> [Your task]:
Copy the items below word for word, beginning with the line that contains "Select spiderman balloon." and ending after the line that contains "203 199 263 276", and leave out the pictures.

> [Material to process]:

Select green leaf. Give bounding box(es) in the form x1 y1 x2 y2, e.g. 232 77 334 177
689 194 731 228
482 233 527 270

==

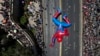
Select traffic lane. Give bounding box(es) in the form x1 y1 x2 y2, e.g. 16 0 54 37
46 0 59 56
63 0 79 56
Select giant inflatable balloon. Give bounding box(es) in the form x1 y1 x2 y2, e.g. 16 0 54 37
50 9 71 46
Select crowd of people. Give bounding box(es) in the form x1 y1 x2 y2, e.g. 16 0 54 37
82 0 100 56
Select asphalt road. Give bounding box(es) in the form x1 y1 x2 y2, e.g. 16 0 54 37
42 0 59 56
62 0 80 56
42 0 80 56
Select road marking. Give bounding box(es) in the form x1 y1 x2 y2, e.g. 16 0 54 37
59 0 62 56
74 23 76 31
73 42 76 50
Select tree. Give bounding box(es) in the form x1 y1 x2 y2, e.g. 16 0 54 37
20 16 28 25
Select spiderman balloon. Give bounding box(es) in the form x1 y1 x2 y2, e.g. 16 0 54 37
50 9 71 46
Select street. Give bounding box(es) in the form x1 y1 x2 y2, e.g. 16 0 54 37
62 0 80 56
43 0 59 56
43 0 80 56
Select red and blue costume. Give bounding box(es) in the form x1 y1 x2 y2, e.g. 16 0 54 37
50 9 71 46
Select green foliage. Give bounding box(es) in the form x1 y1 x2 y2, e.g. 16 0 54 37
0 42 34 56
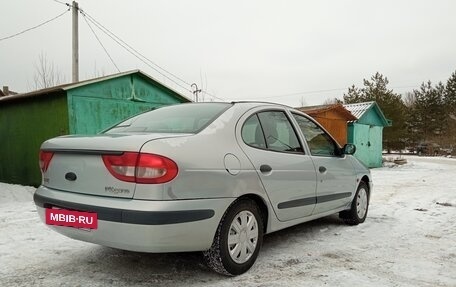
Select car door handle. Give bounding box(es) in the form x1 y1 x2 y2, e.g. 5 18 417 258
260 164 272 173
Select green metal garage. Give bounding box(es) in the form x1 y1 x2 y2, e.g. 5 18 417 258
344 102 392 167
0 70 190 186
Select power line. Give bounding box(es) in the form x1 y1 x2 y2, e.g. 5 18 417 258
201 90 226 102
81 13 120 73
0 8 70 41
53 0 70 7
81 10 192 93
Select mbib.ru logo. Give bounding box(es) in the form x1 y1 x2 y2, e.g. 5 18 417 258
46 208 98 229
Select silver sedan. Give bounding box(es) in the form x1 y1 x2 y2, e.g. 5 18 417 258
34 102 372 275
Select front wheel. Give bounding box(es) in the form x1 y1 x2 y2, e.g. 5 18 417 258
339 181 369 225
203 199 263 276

> [Full solution]:
Select spiderman balloon. Give bounding box(es) in the form x1 y1 x2 y2, e.g. 16 0 54 37
50 9 71 46
Select street. Give bounding box(es) in the form x1 y1 x2 y2, e.g. 16 0 54 37
62 0 80 56
43 0 59 56
43 0 80 56
Select red and blue costume. Give bounding box(es) in the form x1 y1 x2 y2, e.g. 16 0 54 37
50 9 71 46
Select green foliage. Give bounding box(es) in the form x1 y1 x2 y2, e.g. 16 0 54 37
0 42 34 56
Select car door handle. Give bounding box(es) in the form x1 y1 x2 y2, e.g. 5 18 417 258
260 164 272 173
Select green metal garage. Give bounding box(es) in the form x1 y1 x2 y2, e.g. 5 18 417 258
344 102 392 167
0 70 190 186
Select power line. Give bounding box(es) in the form x1 y1 x2 y2, e.g. 5 18 417 258
201 90 226 102
81 13 120 73
0 8 70 41
53 0 70 7
81 10 192 93
Select mbib.ru logo. Give bounding box(es) in the form x1 y1 x2 y2, e.g. 5 18 417 258
46 208 98 229
Select silver sedan. Give bounding box(es) in the form x1 y1 x2 y2, e.g. 5 18 417 258
34 102 372 275
Select front wheel. Give bounding box(es) in the form x1 y1 x2 y2, e.g. 5 18 417 258
339 181 369 225
203 199 263 276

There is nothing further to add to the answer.